-- AUFGABE A --
Tippst du die Zeilen der Dateneinträge noch einmal unverändert ab? Beginne bei der ersten Zeile der Dateneinträge und höre nach der Zeile auf, die „(708, 1038)“ enthält. Beide Grenzzeilen gehören dazu, weitere Zeilen nicht.

-- QUELLAUSZUG --
────

WRC
Die WRC Serie hat einen langen Weg mit Publisher BigBen Interactive und wechselnden Studios hinter sich. Nun liegen die Rechte bei Gigant Electronic Arts und das verantwortliche Studio ist niemand geringeres als Codemasters, die sich bereits mit den renommierten Colin McRae und Dirt Rally Spielen im Rallygenre einen mit Ehrfrucht ausgesprochenen Namen gemacht haben. Gameplay technisch habe ich mir da also zu keiner Zeit Sorgen gemacht. Was machen sie nun aber aus der offiziellen Lizenz im Kofferraum? Nach meinem Test auf der PS5 finde ich: leider etwas zu wenig.
WRC fährt sich „grauenhaft“. Gut so!
Mit Rallyspielen ist das ja seit jeher so eine Sache: Man sollte genau wissen, worauf man sich einlässt, wenn man eines angeht. Wer eine klassische Rennerfahrung erwartet, der guckt schon beim ersten Rennen ziemlich dumm aus der Wäsche heraus in die Röhre. Da wird geschlittert und gerutscht, geradeausfahren wird bereits zur Kunst. Rally bedeutet Mut zum Kontrollverlust, driften auf Schotter und jeder kleine Fehler kann verheerende Folgen haben. Selbst wer mit Rennspielen grundsätzlich Erfahrung hat, muss hier meist erstmal wieder in die Fahrschule. Die wird entsprechend gleich mitgeliefert und kann sogar bereits gespielt werden, während das Spiel noch installiert: sehr löblich! Hier werden wir mit detaillierten Anweisungen und einer sehr guten deutschen Vertonung angelernt und auf die nötigen Fahrtechniken vorbereitet. Um wirklich Profi zu werden, fehlen aber meiner Meinung nach noch einige detaillierte Lektionen, etwa über die Auswirkungen von Front- oder Hinterradantrieb.

────

-- DATENEINTRÄGE --
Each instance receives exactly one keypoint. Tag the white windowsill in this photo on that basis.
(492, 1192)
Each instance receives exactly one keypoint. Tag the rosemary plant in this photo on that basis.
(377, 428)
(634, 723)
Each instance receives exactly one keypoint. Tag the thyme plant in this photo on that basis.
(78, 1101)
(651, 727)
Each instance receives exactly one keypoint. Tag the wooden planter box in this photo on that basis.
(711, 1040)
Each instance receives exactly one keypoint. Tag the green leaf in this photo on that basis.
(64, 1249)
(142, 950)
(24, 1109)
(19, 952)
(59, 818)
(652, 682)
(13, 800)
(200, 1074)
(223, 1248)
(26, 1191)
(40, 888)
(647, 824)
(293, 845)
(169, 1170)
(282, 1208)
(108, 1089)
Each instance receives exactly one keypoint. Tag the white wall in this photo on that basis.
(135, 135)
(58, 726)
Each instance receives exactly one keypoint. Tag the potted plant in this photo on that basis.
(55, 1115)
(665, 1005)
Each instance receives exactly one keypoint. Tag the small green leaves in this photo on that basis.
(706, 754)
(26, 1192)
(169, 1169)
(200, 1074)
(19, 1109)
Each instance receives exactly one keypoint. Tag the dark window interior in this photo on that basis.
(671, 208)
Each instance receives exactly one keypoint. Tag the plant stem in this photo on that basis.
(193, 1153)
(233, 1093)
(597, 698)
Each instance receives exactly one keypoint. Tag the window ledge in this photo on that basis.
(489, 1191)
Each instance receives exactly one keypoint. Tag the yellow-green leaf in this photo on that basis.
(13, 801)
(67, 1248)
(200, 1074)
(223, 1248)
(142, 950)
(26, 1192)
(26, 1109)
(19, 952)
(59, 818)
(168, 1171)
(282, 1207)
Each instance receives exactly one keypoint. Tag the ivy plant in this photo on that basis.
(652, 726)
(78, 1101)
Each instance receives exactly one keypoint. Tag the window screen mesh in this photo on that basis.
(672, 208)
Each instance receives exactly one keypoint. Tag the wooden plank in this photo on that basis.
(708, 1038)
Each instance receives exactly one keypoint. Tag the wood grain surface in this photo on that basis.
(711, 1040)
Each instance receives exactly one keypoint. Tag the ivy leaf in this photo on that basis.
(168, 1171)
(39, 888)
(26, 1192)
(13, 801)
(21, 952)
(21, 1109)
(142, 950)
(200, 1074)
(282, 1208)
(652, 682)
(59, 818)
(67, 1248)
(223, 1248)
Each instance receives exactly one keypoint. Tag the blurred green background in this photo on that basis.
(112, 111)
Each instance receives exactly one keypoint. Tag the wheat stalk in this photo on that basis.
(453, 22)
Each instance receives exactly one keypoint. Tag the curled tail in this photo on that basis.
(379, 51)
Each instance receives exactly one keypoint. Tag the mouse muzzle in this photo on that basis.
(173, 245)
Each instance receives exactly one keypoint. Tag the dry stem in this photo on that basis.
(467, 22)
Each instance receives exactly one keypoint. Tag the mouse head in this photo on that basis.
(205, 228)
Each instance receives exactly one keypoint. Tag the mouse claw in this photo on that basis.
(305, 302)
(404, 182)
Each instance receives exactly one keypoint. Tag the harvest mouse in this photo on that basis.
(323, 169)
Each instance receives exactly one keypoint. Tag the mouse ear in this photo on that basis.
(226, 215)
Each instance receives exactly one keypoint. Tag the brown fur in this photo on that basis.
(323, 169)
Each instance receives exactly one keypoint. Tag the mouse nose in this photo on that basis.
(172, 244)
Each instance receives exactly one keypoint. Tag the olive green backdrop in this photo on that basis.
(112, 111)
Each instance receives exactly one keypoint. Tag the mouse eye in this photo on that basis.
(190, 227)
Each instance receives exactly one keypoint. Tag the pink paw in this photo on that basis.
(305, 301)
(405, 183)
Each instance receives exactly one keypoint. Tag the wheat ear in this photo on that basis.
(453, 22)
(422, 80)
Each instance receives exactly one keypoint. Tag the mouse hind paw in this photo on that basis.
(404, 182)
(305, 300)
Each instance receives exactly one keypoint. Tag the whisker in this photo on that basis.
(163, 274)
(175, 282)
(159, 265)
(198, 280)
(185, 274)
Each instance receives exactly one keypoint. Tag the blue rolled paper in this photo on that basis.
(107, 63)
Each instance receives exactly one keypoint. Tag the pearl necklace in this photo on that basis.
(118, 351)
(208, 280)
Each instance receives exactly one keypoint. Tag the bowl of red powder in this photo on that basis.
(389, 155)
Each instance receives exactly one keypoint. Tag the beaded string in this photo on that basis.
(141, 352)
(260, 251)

────

-- AUFGABE B --
Gibst du den Testbericht zu WRC vollständig und unverändert wieder?

-- VOLLSTÄNDIGE AUSGABE A --
Each instance receives exactly one keypoint. Tag the white windowsill in this photo on that basis.
(492, 1192)
Each instance receives exactly one keypoint. Tag the rosemary plant in this photo on that basis.
(377, 428)
(634, 723)
Each instance receives exactly one keypoint. Tag the thyme plant in this photo on that basis.
(78, 1101)
(651, 727)
Each instance receives exactly one keypoint. Tag the wooden planter box in this photo on that basis.
(711, 1040)
Each instance receives exactly one keypoint. Tag the green leaf in this photo on that basis.
(64, 1249)
(142, 950)
(24, 1109)
(19, 952)
(59, 818)
(652, 682)
(13, 800)
(200, 1074)
(223, 1248)
(26, 1191)
(40, 888)
(647, 824)
(293, 845)
(169, 1170)
(282, 1208)
(108, 1089)
Each instance receives exactly one keypoint. Tag the white wall in this photo on that basis.
(135, 135)
(58, 726)
Each instance receives exactly one keypoint. Tag the potted plant in this photo on that basis.
(55, 1115)
(665, 1005)
Each instance receives exactly one keypoint. Tag the small green leaves in this photo on that basis.
(706, 754)
(26, 1192)
(169, 1169)
(200, 1074)
(19, 1109)
Each instance receives exactly one keypoint. Tag the dark window interior in this photo on that basis.
(671, 208)
Each instance receives exactly one keypoint. Tag the plant stem in this photo on that basis.
(193, 1153)
(233, 1093)
(597, 698)
Each instance receives exactly one keypoint. Tag the window ledge in this photo on that basis.
(489, 1191)
Each instance receives exactly one keypoint. Tag the yellow-green leaf in this photo on that basis.
(13, 801)
(67, 1248)
(200, 1074)
(223, 1248)
(142, 950)
(26, 1192)
(26, 1109)
(19, 952)
(59, 818)
(168, 1171)
(282, 1207)
Each instance receives exactly one keypoint. Tag the ivy plant in this photo on that basis.
(652, 726)
(78, 1101)
Each instance receives exactly one keypoint. Tag the window screen mesh in this photo on that basis.
(672, 208)
Each instance receives exactly one keypoint. Tag the wooden plank in this photo on that basis.
(708, 1038)

-- VOLLSTÄNDIGE AUSGABE B --
WRC
Die WRC Serie hat einen langen Weg mit Publisher BigBen Interactive und wechselnden Studios hinter sich. Nun liegen die Rechte bei Gigant Electronic Arts und das verantwortliche Studio ist niemand geringeres als Codemasters, die sich bereits mit den renommierten Colin McRae und Dirt Rally Spielen im Rallygenre einen mit Ehrfrucht ausgesprochenen Namen gemacht haben. Gameplay technisch habe ich mir da also zu keiner Zeit Sorgen gemacht. Was machen sie nun aber aus der offiziellen Lizenz im Kofferraum? Nach meinem Test auf der PS5 finde ich: leider etwas zu wenig.
WRC fährt sich „grauenhaft“. Gut so!
Mit Rallyspielen ist das ja seit jeher so eine Sache: Man sollte genau wissen, worauf man sich einlässt, wenn man eines angeht. Wer eine klassische Rennerfahrung erwartet, der guckt schon beim ersten Rennen ziemlich dumm aus der Wäsche heraus in die Röhre. Da wird geschlittert und gerutscht, geradeausfahren wird bereits zur Kunst. Rally bedeutet Mut zum Kontrollverlust, driften auf Schotter und jeder kleine Fehler kann verheerende Folgen haben. Selbst wer mit Rennspielen grundsätzlich Erfahrung hat, muss hier meist erstmal wieder in die Fahrschule. Die wird entsprechend gleich mitgeliefert und kann sogar bereits gespielt werden, während das Spiel noch installiert: sehr löblich! Hier werden wir mit detaillierten Anweisungen und einer sehr guten deutschen Vertonung angelernt und auf die nötigen Fahrtechniken vorbereitet. Um wirklich Profi zu werden, fehlen aber meiner Meinung nach noch einige detaillierte Lektionen, etwa über die Auswirkungen von Front- oder Hinterradantrieb.